#### TASKS TO CARRY OUT:
1. In the car detailing thread, which sealant does the F150 owner use, and how often is it applied?
2. Rewrite the stretch of the car detailing thread from "As far as my" through "to put it on)", putting "top coats" in place of "toppers".

#### EXCERPT PROVIDED:
So I went ahead and purchased Mother's Clay kit and Jescar Power Lock. With my BMW being a 2018 model along with minimal swirl marks ~ I was planning on doing this process to apply my first coat of Power Lock WITHOUT polishing my car, let me know your thoughts! If I should really polish, which polish should I use? I am worried I will mess it up when the car is basically pretty new 

1. Wash
2. Clay
3. IPA Wipe down (I hope this is enough after claying using a "wax type detailer")
4. Start Applying Power Lock one area at a time
5. Quik Detailer on top of the Power Lock (heard this was always a good finesse if I want)


----------



## crazy4trains (Mar 30, 2011)

That works. Make sure you use plenty of lube when claying. It does not take long at all, especially on fresh paint.


----------



## southcoastguy (Jan 3, 2017)

No reason to spray "quik detailer" on top of recently-applied sealant.


----------



## charles brenner (Feb 27, 2016)

So many choices. My 2016 M4 has Wolfgang deep gloss sealant, topped with McKee’s fast wax. Cayman S has Duragloss 111 topped with Aquawax.


----------



## Ridin'Dirty (Apr 13, 2017)

charles brenner said:


> So many choices. Cayman S has Duragloss 111 topped with Aquawax.


They make a wicked good car wash soap also:


----------



## spazzz (Nov 10, 2017)

I like the Mothers clay, it is more of a mild clay.
Go light with it using the Showtime detailer to keep the areas wet. Up/down, then across.
Careful on the edges to prevent marring.

Do a test spot on the inside door jamb somewhere with the clay. Inspect it before and after with a LED flashlight for swirls/marring.
This alone will let you know whether to proceed.

A simple guarantee sealant is Collinite 845. If you hit the trim all you have to do is buff it off. Hell I used to do my sisters Outback trim/cladding with it. Apply and immediately buff off.
At less than 20 dollars a bottle it is a great deal. Easy on/ easy off .
Use it on your headlights to prevent yellowing.

Whatever you decide for a sealant remember ' thin is in ' when applying.

And when you get bored read the Autogeek forums or join and post your questions.

Here is an excellent doc. link put together by RippyD from Autogeek. These cats love testing.
https://docs.google.com/spreadsheets/d/1l1-nXjU94bZRtRzdeahRlakrUq1zoX3rTazX_oIpJK0/htmlview#

As far as my favorite, coatings for durability, sealants for ease of use. I use different toppers for drying aids and boosting whatever is on the cars.
I use Collinite quite a bit. When it comes down to it, the stuff lasts better than most and looks good.


----------



## charles brenner (Feb 27, 2016)

I have Collinite 845 on my F150 for all year round protection, put it on 2x a year (put it on thin, great links on autogeek on how to put it on)


----------



## 640ijims (Sep 14, 2015)

Collinite Aeronautical Wax...would post picture if 
I knew how.

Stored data
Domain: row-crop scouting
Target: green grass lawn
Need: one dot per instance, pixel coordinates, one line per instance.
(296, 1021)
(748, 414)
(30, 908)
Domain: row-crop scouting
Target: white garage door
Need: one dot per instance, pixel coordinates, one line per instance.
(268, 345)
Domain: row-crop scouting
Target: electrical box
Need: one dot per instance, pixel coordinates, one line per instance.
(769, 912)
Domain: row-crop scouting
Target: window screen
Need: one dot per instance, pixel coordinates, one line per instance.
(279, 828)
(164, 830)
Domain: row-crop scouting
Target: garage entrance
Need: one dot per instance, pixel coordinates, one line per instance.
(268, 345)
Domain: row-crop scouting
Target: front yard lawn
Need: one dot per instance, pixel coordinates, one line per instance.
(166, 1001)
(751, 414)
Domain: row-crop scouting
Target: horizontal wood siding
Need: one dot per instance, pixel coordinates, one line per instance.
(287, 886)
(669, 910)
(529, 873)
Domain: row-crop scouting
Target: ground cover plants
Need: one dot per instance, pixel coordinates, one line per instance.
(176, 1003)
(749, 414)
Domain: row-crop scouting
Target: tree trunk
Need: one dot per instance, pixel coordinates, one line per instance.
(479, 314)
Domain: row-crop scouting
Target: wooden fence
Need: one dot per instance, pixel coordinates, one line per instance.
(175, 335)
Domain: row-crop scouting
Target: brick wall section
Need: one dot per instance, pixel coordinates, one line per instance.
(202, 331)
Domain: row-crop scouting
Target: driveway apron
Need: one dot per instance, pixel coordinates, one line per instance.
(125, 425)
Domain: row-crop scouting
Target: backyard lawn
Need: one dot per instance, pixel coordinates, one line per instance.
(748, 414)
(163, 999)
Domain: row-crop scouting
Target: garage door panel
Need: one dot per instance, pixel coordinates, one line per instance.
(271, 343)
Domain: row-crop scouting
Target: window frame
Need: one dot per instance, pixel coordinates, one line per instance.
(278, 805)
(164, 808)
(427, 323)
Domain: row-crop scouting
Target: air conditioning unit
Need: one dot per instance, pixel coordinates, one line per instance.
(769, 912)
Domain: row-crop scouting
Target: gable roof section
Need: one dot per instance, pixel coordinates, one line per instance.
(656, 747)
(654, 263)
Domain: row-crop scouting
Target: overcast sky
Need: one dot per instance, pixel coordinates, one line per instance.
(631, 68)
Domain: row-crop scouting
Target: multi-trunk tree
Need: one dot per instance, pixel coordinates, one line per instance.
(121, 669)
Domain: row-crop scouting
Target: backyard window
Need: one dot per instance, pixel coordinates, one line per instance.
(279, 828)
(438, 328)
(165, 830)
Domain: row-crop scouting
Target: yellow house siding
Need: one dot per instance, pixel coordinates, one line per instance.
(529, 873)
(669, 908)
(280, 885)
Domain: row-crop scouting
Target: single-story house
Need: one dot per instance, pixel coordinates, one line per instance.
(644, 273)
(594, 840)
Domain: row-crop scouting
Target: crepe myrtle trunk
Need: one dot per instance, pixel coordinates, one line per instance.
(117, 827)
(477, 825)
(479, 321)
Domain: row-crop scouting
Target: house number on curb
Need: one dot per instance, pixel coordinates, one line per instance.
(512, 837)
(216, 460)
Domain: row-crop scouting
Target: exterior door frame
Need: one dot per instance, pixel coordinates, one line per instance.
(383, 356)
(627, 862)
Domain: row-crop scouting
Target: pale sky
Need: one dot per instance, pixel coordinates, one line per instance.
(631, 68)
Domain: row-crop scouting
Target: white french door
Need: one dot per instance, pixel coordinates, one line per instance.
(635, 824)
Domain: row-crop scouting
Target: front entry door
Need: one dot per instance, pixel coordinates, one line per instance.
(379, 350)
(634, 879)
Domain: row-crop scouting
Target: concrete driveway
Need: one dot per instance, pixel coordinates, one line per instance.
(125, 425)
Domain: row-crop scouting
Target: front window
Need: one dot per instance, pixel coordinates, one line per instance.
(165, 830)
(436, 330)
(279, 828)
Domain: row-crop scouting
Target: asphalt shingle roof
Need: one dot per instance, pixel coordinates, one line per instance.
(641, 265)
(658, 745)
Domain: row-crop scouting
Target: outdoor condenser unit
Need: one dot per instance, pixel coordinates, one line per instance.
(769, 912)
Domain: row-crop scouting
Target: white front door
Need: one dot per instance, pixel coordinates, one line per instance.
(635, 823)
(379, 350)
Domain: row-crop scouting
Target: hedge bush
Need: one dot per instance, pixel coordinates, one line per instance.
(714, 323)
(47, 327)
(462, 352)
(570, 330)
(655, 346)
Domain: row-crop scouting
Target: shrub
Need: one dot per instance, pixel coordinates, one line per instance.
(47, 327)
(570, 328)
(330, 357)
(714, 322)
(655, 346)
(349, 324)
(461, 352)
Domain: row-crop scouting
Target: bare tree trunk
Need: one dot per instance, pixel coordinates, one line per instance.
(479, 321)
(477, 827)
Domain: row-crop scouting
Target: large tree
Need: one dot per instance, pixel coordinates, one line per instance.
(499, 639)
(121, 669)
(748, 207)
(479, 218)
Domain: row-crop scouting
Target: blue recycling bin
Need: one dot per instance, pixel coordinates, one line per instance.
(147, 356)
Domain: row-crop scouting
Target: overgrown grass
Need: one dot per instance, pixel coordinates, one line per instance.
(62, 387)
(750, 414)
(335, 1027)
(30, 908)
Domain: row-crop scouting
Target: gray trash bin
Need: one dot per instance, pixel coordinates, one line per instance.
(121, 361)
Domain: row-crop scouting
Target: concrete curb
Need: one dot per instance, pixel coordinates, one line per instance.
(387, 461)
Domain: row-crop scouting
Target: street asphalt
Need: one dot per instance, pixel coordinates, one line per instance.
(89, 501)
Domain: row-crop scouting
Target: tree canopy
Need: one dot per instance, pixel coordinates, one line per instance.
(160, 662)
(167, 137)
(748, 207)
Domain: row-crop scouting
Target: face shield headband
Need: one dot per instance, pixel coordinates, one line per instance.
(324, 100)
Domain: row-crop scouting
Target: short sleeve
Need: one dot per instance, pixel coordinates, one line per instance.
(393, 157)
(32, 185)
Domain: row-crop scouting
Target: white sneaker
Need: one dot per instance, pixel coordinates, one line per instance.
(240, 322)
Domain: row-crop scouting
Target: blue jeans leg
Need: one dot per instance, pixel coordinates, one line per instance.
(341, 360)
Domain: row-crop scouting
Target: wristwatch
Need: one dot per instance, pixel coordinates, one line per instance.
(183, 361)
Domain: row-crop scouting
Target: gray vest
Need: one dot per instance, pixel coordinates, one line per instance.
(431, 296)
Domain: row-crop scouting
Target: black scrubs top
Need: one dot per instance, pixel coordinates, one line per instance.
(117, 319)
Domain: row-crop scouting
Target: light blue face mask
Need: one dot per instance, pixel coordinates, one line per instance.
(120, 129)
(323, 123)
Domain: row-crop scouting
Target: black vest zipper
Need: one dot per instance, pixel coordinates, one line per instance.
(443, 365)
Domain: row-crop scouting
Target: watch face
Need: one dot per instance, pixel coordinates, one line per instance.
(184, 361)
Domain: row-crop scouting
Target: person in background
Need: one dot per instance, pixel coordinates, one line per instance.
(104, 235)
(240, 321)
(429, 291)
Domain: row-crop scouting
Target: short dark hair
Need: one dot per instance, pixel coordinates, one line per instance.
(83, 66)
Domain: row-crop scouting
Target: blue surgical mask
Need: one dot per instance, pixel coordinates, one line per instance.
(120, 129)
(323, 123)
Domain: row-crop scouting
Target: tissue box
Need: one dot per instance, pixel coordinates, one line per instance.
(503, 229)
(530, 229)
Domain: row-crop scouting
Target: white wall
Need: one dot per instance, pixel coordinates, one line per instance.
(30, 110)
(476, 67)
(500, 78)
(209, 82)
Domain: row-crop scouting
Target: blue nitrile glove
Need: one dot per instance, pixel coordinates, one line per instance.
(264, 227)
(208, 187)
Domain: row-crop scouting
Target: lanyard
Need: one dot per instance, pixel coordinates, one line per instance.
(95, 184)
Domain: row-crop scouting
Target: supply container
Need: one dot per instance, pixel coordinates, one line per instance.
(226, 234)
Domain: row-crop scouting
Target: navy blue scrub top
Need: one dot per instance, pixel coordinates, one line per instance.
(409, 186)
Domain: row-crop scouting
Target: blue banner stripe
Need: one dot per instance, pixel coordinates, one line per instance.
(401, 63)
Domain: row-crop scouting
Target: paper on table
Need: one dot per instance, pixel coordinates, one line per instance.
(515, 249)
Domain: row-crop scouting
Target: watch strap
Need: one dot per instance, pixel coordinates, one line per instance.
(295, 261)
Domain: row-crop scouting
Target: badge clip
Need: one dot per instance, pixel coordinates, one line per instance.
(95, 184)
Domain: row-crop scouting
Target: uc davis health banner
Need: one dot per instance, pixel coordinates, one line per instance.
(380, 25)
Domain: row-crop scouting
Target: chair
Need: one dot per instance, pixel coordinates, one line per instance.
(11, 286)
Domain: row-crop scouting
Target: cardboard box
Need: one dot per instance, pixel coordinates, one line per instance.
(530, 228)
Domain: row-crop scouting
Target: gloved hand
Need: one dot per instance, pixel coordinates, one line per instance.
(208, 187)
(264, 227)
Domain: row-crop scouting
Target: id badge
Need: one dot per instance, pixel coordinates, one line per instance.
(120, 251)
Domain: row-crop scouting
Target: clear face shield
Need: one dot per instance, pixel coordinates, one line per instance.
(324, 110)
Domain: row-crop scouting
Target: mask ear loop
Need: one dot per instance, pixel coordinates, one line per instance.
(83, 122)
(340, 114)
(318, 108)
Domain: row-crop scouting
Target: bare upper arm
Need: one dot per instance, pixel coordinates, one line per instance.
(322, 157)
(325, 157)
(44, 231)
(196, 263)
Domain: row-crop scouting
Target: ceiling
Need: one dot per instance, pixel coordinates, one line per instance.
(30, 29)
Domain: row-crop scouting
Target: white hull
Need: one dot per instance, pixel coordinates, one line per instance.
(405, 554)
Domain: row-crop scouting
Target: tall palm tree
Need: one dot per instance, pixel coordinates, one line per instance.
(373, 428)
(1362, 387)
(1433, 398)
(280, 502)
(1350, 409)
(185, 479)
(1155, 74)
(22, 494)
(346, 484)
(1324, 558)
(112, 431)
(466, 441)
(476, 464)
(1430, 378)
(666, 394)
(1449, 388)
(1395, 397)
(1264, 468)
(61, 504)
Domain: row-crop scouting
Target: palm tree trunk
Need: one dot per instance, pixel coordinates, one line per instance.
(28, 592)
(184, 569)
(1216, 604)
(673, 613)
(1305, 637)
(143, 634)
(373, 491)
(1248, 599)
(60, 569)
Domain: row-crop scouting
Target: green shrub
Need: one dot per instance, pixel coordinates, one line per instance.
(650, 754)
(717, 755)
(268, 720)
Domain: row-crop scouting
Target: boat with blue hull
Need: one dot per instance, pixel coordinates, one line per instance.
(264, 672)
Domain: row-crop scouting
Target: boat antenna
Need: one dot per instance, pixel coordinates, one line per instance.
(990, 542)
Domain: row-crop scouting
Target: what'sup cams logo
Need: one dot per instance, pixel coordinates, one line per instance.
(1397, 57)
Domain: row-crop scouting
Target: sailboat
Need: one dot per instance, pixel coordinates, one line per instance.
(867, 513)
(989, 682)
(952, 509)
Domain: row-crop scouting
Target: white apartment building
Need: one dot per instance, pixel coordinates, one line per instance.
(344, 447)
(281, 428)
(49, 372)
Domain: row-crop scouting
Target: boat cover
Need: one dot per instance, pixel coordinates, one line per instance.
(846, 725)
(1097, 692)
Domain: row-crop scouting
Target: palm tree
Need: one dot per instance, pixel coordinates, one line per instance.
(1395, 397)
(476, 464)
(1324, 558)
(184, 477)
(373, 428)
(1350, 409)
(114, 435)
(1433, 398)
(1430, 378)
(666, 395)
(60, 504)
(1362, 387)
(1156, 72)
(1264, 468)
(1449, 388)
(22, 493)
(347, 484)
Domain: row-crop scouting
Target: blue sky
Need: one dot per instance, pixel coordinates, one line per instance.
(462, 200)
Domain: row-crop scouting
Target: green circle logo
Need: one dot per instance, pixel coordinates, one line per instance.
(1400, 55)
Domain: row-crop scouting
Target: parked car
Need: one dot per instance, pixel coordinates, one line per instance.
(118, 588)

#### TASK-BY-TASK OUTPUTS:
1. Collinite 845, applied twice a year.

2.
As far as my favorite, coatings for durability, sealants for ease of use. I use different top coats for drying aids and boosting whatever is on the cars.
I use Collinite quite a bit. When it comes down to it, the stuff lasts better than most and looks good.


----------



## charles brenner (Feb 27, 2016)

I have Collinite 845 on my F150 for all year round protection, put it on 2x a year (put it on thin, great links on autogeek on how to put it on)